* [Written request]
Revise the data below so that every "mapping pass" reads "survey pass", with nothing else altered.

┄┄┄┄┄┄

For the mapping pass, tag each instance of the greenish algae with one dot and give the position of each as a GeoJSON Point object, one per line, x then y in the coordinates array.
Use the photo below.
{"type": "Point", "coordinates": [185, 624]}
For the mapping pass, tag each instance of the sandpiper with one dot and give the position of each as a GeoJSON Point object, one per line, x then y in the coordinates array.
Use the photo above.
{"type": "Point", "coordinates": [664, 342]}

┄┄┄┄┄┄

* [Written answer]
For the survey pass, tag each instance of the greenish algae with one dot and give the position of each as a GeoJSON Point object, one per line, x then y in the coordinates array.
Use the photo below.
{"type": "Point", "coordinates": [185, 624]}
For the survey pass, tag each instance of the sandpiper with one dot and give the position of each as a GeoJSON Point object, one per line, x then y in the coordinates array.
Use the photo above.
{"type": "Point", "coordinates": [664, 342]}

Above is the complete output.